» **Zadania do wykonania**:
[1] Kto według tekstu o filmie „Zadra” odpowiada za reżyserię tego filmu?
[2] Proszę wymienić wszystkie tytuły filmów przywołane w tekście o filmie „Zadra”.
[3] Proszę napisać dalszy ciąg tekstu o filmie „Zadra”, rozpoczynając go po ostatnim zamieszczonym zdaniu.

» **Fragment źródłowy**:
+ + + + +
Reklama

Nie tylko "Zadra". Polskie filmy o rapie okazały się kinowymi przebojami

Od piątku w kinach całej Polski możemy oglądać długo wyczekiwany film "Zadra". To opowieść o utalentowanej dziewczynie, która realizując swoje marzenia, osiąga sukces w męskim świecie hip-hopu. To kolejna polska produkcja osadzona w kulturze hip-hopowej. Czy osiągnie sukces swoich poprzedników?

Od piątku w kinach całej Polski możemy oglądać długo wyczekiwany film "Zadra". To opowieść o utalentowanej dziewczynie, która realizując swoje marzenia, osiąga sukces w męskim świecie hip-hopu. To kolejna polska produkcja osadzona w kulturze hip-hopowej. Czy osiągnie sukces swoich poprzedników?
Najlepsze filmy o rapie: "Inni ludzie" (L), "Zadra" (C) i "Proceder" (P) /materiały prasowe

"Zadra" reklamowana jest jako pierwszy polski film o raperce. Sandra "Zadra" Kwiecik, to utalentowana dziewczyna z blokowiska, która walczy o uznanie na rapowej scenie. Choć wydaje się zwykłą nastolatką, przed mikrofonem zyskuje niesamowitą energię i charyzmę, dzięki którym może porwać tłumy. Jednak w środowisku hiphopowym, zdominowanym przez facetów, ciężko o miejsce dla takich, jak ona. Czy zdoła przebić się i zdobyć "szacunek ulicy"? Czy w swoim nowym wcieleniu znajdzie miejsce na przyjaźń, miłość i akceptację?

Reklama

W tytułową Zadrę wcieliła się Magdalena Wieczorek - jedna z najzdolniejszych aktorek młodego pokolenia, nominowana za tę rolę do Nagrody im. Zbyszka Cybulskiego.

Rapera Motyla zagrał Jakub Gierszał. Oboje na potrzeby filmu przeszli spektakularne metamorfozy i na ekranie momentami są nie do rozpoznania. Hipnotyzują nie tylko swoim wizerunkiem, grą, ale także głosem. W "Zadrze" usłyszymy ich autentyczne wykonania hiphopowych numerów.

"Chciałem sprawdzić się w takich sytuacjach, jak scena, śpiewanie i robienie muzy. Tym bardziej że Motyl jest raperem, który dużo śpiewa. Nie robię tego tak dobrze, jak chociażby Sobel, więc musieliśmy użyć więcej autotune’a, jednak zaśpiewać musiałem. Zależało mi też na tym, żeby poczuć tę sceniczną energię. Wiadomo, że trochę inaczej jest, gdy występujesz na żywo przed prawdziwą publicznością, ale i tak te sceny koncertów, które nagrywaliśmy, były dla mnie dużym przeżyciem" - podkreśla Jakub Gierszał,

Za reżyserię odpowiada Grzegorz Mołda, autor docenionego przez krytyków film "Matecznik".
+ + + + +
» **Dostarczone materiały**:

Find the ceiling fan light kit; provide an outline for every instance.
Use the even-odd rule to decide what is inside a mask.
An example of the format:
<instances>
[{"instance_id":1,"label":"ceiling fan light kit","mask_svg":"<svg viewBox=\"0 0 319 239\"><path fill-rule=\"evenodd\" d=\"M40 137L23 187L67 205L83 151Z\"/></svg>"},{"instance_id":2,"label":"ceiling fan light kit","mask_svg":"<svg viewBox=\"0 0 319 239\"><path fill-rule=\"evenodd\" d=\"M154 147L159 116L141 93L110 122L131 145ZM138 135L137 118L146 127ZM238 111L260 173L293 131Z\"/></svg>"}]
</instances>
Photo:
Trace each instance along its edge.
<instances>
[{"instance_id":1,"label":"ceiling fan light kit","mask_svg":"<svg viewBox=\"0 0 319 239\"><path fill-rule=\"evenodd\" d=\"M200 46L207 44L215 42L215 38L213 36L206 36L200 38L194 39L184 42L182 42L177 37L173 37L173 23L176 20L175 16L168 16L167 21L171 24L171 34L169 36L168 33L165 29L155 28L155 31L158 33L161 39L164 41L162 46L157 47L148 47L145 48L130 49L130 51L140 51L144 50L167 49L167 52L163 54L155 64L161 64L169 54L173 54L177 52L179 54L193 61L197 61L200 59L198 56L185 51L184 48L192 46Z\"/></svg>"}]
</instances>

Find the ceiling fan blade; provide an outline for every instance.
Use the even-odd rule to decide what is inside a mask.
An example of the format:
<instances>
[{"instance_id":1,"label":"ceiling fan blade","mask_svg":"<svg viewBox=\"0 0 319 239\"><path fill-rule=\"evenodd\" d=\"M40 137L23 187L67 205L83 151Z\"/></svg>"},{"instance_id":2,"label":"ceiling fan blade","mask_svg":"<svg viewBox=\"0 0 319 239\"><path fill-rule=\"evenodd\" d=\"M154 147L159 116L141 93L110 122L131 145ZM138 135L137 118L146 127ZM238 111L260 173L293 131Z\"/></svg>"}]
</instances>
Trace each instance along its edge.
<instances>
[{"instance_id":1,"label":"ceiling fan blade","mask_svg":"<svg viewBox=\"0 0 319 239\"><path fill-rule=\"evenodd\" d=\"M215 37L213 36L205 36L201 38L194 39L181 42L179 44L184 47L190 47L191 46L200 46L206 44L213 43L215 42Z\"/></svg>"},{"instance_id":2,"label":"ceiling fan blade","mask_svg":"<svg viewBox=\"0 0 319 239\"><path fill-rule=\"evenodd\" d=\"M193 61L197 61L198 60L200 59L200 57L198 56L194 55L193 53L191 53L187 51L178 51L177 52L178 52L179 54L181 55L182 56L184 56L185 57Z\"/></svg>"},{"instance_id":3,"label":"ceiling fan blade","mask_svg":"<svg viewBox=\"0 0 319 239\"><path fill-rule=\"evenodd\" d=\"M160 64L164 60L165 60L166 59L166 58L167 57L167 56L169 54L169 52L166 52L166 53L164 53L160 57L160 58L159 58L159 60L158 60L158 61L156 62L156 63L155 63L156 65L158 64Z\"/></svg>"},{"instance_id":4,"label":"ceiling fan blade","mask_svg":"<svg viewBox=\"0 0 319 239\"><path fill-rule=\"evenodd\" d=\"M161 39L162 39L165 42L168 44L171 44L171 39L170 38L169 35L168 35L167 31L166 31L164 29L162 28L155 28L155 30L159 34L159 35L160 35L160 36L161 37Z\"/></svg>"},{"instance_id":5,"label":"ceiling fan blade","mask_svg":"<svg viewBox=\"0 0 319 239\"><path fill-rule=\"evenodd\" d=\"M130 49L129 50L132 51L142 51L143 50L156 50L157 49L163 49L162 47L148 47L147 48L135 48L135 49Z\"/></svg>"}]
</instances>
+ + + + +
» **Odpowiedzi do ćwiczenia**:
[1] Grzegorz Mołda.

[2] „Zadra”, „Inni ludzie”, „Proceder”, „Matecznik”.

[3]
- Muzyka Przemysława Jankowiaka ukrywającego się pod pseudonimem "1988" (osiem osiem), współtwórcę kultowego duetu Syny, znanego również ze współpracy z Włodim, oraz teksty Zadry napisane przez "Żyto" (Michała Żytniaka) niosą film, stanowi siłę samą w sobie. Numery Zadry, ale i kawałki "Motyla" (Jakub Gierszał), to swego rodzaju film w filmie, koncert w koncercie. O ile sama opowieść sprawia wrażenie nieco wymęczonej, o tyle muzyka podnosi tę historię kilka pięter wyżej. Jest autentycznym krzykiem, jest również wyznaniem bezradności bohaterki, przyznaniem się do błędów, a w efekcie także nadzieją - pisał Łukasz Maciejewski.

"Blokersi": Zaprzeczyć stereotypom

Jednym z pierwszych filmów o polskiej kulturze hip-hopowej był dokument Sylwestra Latkowskiego "Blokersi" (2001). Opowiadał on o młodych ludziach z wielkomiejskich blokowisk, o tym jak żyją, jaka jest dzisiaj ulica w Polsce. Poza raperami są tu grafficiarze, breakdance'owcy i ludzie związani z kulturą hip-hopu.  

"Akcja mojego filmu rozgrywa się w kręgu kultury hip-hopu, ale nie jest to film o hip-hopie. 'Blokersi' to w pewnym sensie kontynuacją mojego ostatniego filmu 'To my, rugbiści'. Tym razem opowiadam o innej drodze wyjścia z bloków. Tam sposobem był sport, tu jest hip-hop. Dla wielu osób hip-hop jest subkulturą patologiczną. Chcę zaprzeczyć stereotypom i dlatego pokażę po prostu ludzi, którzy to robią. Dla mnie to otoczenie jest patologiczne, co widać w moim filmie, a nie oni" - mówił o swym filmie reżyser Sylwester Latkowski. 

Tytuł filmu miał być w zamierzeniu autora prowokacją. W subkulturze hip hopowej określenie "blokers" ma znaczenie pejoratywne. Według ludzi z tego kręgu, sposobu bycia nie można definiować poprzez miejsce zamieszkania.

Na ścieżce dźwiękowej do filmu znalazły się utwory m.in. zespołów Grammatik, Paktofonika, DJ Volt, Eldo, Fenomen, Fisz, O.S.T.R., RapaFun, Tymon, Ascetoholix.

"Jesteś Bogiem": Historia Paktofoniki

Na pojawienie się fabularnego obrazu osadzonego w świecie polskiego hip-hopu czekaliśmy aż do 2012 roku, kiedy na ekrany kin trafiło "Jesteś Bogiem" Leszka Dawida.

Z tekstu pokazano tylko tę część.